EXERCISE DETAILS: Rescale the listing from the line containing "like [288, 434]." through the end of the listing, inclusive. Reproduce those lines with the requests unchanged, and multiply every coordinate in the answers by 0.6, rounding to whole numbers with halves rounded up.

DATA EXTRACT:
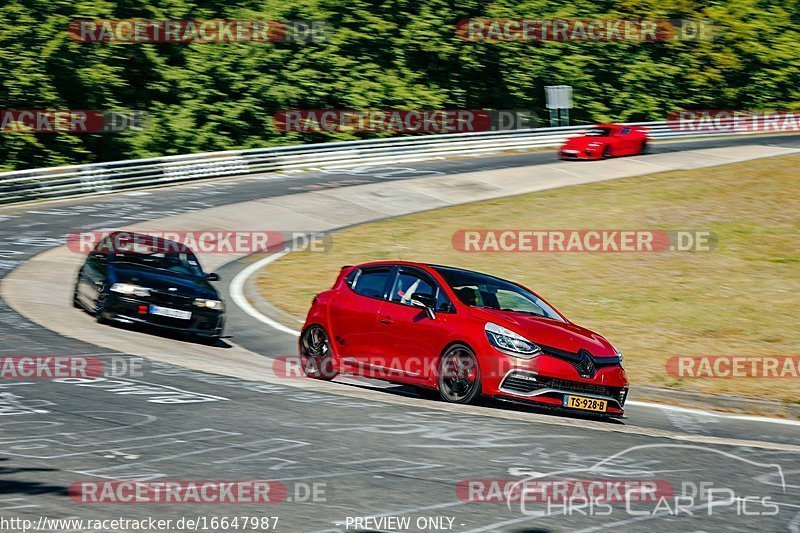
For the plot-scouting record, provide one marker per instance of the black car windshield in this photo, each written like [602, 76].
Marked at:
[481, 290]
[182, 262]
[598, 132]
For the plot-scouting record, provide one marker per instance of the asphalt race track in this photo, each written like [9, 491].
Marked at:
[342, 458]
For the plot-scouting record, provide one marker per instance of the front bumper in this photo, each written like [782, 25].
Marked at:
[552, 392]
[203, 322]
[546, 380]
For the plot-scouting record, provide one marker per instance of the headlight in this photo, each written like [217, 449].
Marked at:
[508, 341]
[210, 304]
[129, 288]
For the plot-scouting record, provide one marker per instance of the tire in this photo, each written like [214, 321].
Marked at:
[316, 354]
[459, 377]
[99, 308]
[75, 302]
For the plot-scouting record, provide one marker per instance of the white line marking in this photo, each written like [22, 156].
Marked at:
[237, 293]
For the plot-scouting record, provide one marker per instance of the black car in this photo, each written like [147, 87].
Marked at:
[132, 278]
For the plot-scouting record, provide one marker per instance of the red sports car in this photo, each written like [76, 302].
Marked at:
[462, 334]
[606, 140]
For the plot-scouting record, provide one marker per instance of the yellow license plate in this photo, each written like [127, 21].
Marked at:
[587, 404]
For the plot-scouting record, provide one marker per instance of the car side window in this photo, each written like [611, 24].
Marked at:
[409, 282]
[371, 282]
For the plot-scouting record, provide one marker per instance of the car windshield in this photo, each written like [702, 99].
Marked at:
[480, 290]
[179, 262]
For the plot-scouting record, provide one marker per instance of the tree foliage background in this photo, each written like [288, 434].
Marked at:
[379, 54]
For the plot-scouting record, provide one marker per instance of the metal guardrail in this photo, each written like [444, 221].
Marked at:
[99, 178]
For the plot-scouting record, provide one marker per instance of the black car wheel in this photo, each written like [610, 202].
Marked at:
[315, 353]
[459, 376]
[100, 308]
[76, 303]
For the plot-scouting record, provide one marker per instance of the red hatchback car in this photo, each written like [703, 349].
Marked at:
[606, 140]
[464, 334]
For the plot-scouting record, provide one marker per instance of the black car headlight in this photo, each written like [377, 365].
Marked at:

THE RESULT:
For the plot-scouting record, provide one marker per instance of the tree foliage background in this photo, each written like [288, 434].
Marked at:
[227, 32]
For the plot-scouting record, provide one marker per instance of the metal guardrail in this photo, each written like [444, 221].
Marked at:
[59, 107]
For the plot-scouting record, provide one marker per instance of the black car wheel in this photo, each written like [610, 202].
Marked at:
[189, 212]
[275, 226]
[60, 185]
[46, 182]
For the plot-scouting record, provide one marker per instance of the red hatchback car in this photo, each written like [703, 349].
Marked at:
[364, 84]
[278, 200]
For the plot-scouting record, provide one marker per instance of the black car headlight in this photo, each written like [377, 365].
Marked at:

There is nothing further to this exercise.